▸ Brief
Go through the records below and set each one down exactly, leaving out any pictures.
** Opening Data records block **
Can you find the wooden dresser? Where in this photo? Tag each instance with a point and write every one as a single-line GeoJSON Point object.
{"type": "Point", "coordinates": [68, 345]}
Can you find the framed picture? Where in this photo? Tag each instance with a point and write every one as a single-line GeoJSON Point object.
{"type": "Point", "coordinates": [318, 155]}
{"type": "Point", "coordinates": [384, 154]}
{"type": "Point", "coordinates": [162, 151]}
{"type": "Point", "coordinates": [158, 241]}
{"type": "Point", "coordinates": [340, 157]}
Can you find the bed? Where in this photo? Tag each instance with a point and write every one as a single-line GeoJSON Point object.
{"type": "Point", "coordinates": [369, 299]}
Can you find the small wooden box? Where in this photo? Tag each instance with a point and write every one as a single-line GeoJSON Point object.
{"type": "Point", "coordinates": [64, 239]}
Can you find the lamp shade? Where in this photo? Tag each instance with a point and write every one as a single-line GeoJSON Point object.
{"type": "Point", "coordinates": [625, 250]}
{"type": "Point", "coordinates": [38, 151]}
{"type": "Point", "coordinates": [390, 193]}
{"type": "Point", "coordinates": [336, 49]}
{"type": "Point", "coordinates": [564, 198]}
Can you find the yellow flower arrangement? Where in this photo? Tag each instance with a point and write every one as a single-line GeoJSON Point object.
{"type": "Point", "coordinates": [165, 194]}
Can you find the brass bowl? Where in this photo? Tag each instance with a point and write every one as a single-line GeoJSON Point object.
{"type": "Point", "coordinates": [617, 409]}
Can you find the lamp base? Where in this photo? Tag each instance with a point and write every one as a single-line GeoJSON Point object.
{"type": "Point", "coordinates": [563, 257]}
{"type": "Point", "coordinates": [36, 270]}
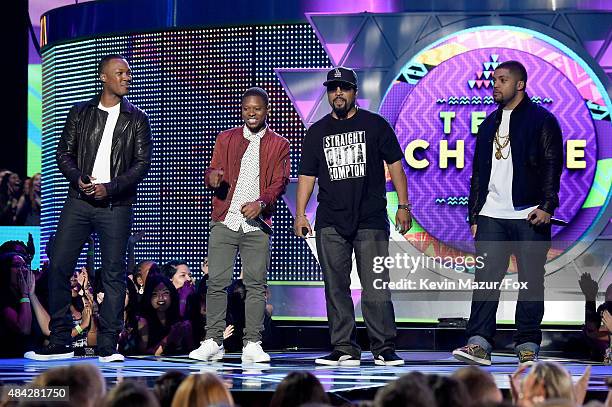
** Closing Data records block **
▸ Result
Can you find the wooden dresser? Where in this photo? Tag each instance with a point and write every one as a single-line GeoJSON Point object.
{"type": "Point", "coordinates": [68, 345]}
Can you find the framed picture? Where in this photo? Tag each instance with a point and write every one as a single-line GeoJSON Point object.
{"type": "Point", "coordinates": [318, 155]}
{"type": "Point", "coordinates": [384, 154]}
{"type": "Point", "coordinates": [162, 151]}
{"type": "Point", "coordinates": [158, 241]}
{"type": "Point", "coordinates": [340, 157]}
Can you find the bed? Where in this photo? Tag each instance with a point and write every one as a single-line GeoJSON Point object.
{"type": "Point", "coordinates": [369, 299]}
Can you find the small wooden box? Where in this photo? Tag each instance with a point and write every one as a single-line GeoJSON Point object.
{"type": "Point", "coordinates": [64, 239]}
Can you find the lamp shade? Where in this photo? Tag each instance with a point and write every one as a single-line GeoJSON Point object.
{"type": "Point", "coordinates": [625, 250]}
{"type": "Point", "coordinates": [38, 151]}
{"type": "Point", "coordinates": [390, 193]}
{"type": "Point", "coordinates": [336, 49]}
{"type": "Point", "coordinates": [564, 198]}
Can you find the yellow flower arrangement? Where in this photo? Tag each instance with a point and write every one as a single-line GeoJSON Point object.
{"type": "Point", "coordinates": [165, 194]}
Can you find the brass bowl? Where in this photo? Tag each instance with a point and write every one as a single-line GeoJSON Point object.
{"type": "Point", "coordinates": [617, 409]}
Can you find the lamp base? Where in this photo? Tag each instance with a point and write every one as a single-line GeoJSON Point object.
{"type": "Point", "coordinates": [563, 257]}
{"type": "Point", "coordinates": [36, 270]}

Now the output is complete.